:: EXERCISE DETAILS ::
Continue the write-up on the 3D-SLNR neural mapping paper from the point where it stops.

--- TEXT PASSAGE ---

Skip to content

3D-SLNR: A Super Lightweight Neural Representation for Large-scale 3D Mapping

Conference: CVPR 2025
Code: Unreleased
Area: 3D Vision / 3D Reconstruction / Neural Representation
Keywords: SDF, Super Lightweight, Neural Mapping, Local SDF, Support Points, Geometric Transformation Modulation, Prune-and-Expand

TL;DR

This paper proposes 3D-SLNR, a super lightweight neural 3D representation. It defines the global Signed Distance Function (SDF) based on a collection of band-limited local SDFs anchored on support points of a point cloud. Each local SDF is parameterized by a single shared tiny MLP (without latent feature vectors). The output of the MLP is modulated by learnable geometric attributes (position, rotation, and scale) to adapt to complex geometries in different regions. Combined with a parallel query algorithm and a prune-and-expand strategy, it achieves SOTA reconstruction quality with less than 1/5 of the memory footprint of previous methods.

Background & Motivation

Background: Large-scale 3D mapping is a core research direction in computer vision and robotics. Recently, neural implicit representation methods (such as Instant-NGP, SHINE-Mapping, VDB-Mapping, etc.) have achieved high-quality 3D reconstruction using multi-resolution hash encoding combined with MLPs. These methods encode scene geometry into latent feature vectors and neural network parameters, replacing traditional voxel grids or point cloud representations.

Limitations of Prior Work: (1) Hash-encoding-based methods (e.g., Instant-NGP) require substantial memory to store latent feature vectors in multi-resolution hash tables for large-scale scenes, and hash collisions become increasingly severe in large scenes, leading to uncontrollable degradation in reconstruction quality; (2) Octree- or VDB-based methods have more structured organizations, but each node still stores latent feature vectors, resulting in memory consumption that grows linearly with the scene scale; (3) Pure MLP methods have few parameters, but a single large MLP has limited expression capability and slow training (due to global optimization).

Key Challenge: Accurate 3D reconstruction requires sufficient feature storage to encode complex geometric details, but feature storage for large-scale scenes quickly inflates to unsustainable levels. The core question is: can high expressiveness for complex geometries be maintained under an extremely low parameter budget?

--- EXTRACTED RECORDS ---

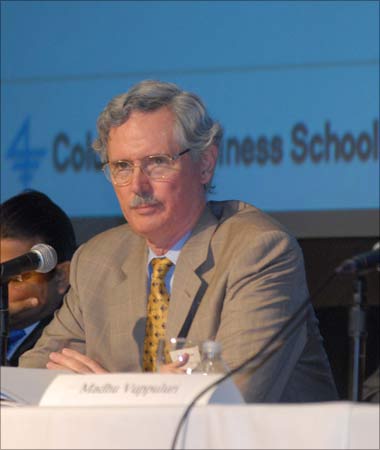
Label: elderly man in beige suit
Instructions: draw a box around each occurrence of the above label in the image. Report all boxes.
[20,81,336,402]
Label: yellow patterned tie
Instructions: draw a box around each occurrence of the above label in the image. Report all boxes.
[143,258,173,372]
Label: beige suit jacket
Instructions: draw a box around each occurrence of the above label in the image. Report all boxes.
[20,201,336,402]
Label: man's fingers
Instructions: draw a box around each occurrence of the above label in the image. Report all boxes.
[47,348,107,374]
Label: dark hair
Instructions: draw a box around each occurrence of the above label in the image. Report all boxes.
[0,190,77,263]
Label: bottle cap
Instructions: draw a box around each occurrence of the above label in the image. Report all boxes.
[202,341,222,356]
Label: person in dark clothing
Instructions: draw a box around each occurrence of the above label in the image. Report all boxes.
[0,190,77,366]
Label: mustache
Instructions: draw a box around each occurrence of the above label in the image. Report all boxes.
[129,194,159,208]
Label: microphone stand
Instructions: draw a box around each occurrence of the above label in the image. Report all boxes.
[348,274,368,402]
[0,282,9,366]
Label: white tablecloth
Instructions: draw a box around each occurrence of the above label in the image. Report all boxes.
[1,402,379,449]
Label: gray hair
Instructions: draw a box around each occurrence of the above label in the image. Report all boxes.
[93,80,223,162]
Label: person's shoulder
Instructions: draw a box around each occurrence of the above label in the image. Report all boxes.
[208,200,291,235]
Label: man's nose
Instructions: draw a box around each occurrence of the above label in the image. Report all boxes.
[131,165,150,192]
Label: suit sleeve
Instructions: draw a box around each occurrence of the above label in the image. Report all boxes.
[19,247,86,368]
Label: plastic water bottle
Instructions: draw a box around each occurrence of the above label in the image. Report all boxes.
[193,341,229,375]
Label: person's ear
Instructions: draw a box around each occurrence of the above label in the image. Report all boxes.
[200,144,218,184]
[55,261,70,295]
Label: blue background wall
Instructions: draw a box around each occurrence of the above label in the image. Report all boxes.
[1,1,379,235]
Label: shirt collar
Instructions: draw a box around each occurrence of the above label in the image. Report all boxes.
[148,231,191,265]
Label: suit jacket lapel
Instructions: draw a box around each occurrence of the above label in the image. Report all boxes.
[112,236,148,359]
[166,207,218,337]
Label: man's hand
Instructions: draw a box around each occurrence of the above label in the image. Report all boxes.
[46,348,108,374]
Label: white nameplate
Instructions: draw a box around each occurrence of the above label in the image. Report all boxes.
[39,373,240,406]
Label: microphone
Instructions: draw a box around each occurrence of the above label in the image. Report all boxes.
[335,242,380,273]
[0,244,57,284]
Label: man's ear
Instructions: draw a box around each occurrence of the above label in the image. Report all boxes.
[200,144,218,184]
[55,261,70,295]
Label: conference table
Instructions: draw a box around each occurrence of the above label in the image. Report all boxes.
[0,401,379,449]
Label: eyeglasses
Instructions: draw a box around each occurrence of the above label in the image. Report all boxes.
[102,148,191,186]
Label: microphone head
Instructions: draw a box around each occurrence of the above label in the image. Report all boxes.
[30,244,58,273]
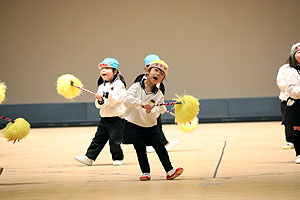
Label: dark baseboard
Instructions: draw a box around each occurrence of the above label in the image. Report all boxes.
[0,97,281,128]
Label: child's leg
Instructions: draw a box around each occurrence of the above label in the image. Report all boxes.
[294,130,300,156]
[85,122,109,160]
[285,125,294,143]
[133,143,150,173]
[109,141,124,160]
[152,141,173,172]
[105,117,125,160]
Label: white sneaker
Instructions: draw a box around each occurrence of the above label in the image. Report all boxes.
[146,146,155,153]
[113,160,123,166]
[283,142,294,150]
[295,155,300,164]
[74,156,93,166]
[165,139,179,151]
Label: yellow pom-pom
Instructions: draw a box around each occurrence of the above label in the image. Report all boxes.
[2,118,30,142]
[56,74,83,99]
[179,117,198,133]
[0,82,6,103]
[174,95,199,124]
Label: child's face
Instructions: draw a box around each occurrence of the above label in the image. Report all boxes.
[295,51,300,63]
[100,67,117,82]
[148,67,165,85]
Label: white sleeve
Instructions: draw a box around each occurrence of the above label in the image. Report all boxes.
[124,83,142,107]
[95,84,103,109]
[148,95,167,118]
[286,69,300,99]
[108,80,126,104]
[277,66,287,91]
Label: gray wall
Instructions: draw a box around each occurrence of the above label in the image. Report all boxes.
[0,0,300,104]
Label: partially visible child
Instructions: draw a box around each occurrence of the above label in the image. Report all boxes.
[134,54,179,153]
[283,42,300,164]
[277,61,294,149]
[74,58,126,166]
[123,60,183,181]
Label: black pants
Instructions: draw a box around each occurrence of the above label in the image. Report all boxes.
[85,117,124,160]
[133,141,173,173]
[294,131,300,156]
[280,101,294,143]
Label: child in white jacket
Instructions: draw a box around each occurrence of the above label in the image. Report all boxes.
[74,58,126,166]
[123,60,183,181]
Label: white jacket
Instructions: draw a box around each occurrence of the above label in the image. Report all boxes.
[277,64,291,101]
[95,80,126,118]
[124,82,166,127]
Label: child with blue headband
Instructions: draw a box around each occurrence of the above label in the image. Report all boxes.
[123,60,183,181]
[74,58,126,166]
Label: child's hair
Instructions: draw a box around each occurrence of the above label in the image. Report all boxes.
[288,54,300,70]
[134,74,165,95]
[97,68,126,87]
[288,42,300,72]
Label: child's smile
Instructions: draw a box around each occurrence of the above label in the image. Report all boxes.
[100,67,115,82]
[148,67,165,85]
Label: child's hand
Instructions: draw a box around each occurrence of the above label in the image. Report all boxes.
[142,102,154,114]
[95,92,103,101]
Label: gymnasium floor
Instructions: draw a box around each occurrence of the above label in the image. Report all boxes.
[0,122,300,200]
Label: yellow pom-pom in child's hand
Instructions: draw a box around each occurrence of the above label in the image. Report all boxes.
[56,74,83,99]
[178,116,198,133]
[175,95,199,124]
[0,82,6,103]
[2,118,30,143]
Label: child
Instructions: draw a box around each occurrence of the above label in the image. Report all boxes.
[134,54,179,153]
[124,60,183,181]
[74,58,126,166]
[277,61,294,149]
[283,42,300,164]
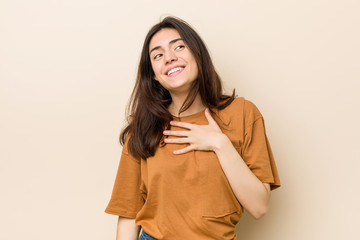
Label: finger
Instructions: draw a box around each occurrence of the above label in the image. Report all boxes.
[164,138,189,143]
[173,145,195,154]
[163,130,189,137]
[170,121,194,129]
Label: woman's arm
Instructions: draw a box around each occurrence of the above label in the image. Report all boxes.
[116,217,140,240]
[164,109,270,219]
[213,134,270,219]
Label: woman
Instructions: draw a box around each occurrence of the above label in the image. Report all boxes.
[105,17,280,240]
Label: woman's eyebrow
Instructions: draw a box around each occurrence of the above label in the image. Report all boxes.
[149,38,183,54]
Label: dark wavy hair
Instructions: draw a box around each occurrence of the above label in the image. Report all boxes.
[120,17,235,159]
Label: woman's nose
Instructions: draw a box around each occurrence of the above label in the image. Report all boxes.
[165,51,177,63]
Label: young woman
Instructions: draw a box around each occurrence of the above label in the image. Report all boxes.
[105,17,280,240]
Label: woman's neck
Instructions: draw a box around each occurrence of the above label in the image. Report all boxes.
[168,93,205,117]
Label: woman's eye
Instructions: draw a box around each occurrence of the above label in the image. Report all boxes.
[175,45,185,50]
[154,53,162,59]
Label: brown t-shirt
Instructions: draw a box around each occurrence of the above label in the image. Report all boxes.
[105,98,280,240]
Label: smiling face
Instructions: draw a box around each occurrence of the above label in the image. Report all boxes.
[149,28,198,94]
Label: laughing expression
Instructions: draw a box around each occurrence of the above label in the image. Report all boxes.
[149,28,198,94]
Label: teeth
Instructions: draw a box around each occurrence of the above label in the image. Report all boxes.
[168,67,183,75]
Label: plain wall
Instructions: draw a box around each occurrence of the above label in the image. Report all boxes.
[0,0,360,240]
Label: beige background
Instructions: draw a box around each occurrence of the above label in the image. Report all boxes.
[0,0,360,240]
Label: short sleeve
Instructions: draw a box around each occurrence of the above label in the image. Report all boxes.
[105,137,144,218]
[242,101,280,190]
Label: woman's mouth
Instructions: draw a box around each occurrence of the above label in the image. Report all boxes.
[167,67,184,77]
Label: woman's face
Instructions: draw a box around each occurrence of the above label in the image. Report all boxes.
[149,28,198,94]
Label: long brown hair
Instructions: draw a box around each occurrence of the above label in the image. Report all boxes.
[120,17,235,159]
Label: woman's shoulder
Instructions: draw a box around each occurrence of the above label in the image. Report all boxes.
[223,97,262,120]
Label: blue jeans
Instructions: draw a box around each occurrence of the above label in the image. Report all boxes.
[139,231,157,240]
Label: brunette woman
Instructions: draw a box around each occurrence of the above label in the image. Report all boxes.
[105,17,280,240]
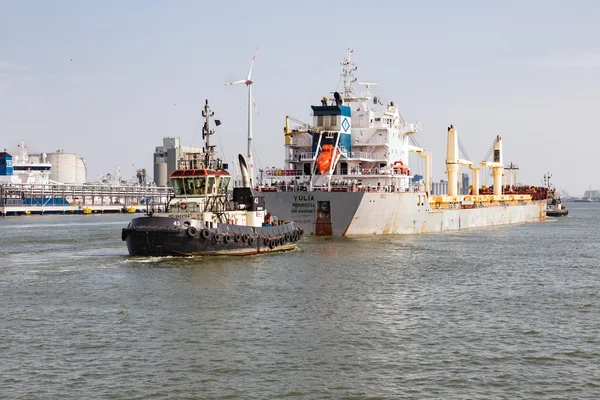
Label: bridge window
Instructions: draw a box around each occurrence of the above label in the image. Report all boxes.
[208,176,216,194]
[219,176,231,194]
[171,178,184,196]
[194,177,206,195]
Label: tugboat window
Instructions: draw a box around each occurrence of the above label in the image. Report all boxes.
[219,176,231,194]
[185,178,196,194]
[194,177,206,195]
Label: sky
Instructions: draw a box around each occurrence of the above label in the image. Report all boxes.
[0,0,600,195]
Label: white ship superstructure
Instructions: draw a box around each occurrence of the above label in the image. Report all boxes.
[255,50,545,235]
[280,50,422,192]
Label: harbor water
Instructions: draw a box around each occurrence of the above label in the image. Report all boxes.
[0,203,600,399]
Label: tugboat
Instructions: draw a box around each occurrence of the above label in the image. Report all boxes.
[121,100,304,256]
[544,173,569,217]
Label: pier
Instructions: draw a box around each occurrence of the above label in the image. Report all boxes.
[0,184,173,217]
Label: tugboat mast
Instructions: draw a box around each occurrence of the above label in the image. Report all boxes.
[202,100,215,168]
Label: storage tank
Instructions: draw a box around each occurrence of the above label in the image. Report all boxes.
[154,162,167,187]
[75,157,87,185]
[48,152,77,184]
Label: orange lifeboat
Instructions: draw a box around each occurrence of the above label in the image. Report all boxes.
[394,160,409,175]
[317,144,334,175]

---

:: RIGHT ANSWER ::
Goal: To design an extremely lightweight neural 3D representation that achieves SOTA reconstruction quality with minimal memory footprint (< 1/5 of previous methods) in large-scale scene mapping.

Key Insight: Instead of storing independent latent feature vectors for each spatial position/voxel, this work proposes to share a single tiny MLP across a set of local SDFs anchored to support points. The MLP output is modulated by the respective geometric transformation attributes (position, rotation, scale) of each local SDF, achieving "one MLP, multiple geometries."

Core Idea: Replace latent feature vectors with learnable geometric transformation attributes to realize personalized representations of local geometries, reducing storage overhead from high-dimensional feature vectors to just 3 geometric parameters (9 scalars) while preserving expressiveness.

Method

Overall Architecture

A set of support points is sampled from the point cloud → Each support point anchors a band-limited local SDF → All local SDFs share the same tiny MLP (without latent feature vectors) → Each local SDF modulates the MLP output via three learnable geometric attributes: position \(\mathbf{p}\), rotation \(\mathbf{R}\), and scale \(\mathbf{s}\) → The global SDF is formed by fusing all local SDFs in the near-surface space. During training, the distribution of support points is dynamically adjusted using a prune-and-expand strategy.

Key Designs

  1. Band-limited Local SDF:

    • Function: Decomposes the global SDF into a set of localized SDFs with finite ranges.
    • Mechanism: Each support point defines a local SDF whose active range is restricted to the near-surface space around the support point (i.e., "band-limited"—defining values only within a limited bandwidth). The active ranges of multiple local SDFs overlap, and the global SDF value is obtained in the overlapping regions via distance-weighted average fusion. Crucially, the local SDFs do not store latent feature vectors; they are parameterized solely by the shared tiny MLP and their respective geometric transformation parameters. The MLP input is the local coordinates of the query point relative to the support point (after rotation and scaling transformations), and the MLP output is the local SDF value.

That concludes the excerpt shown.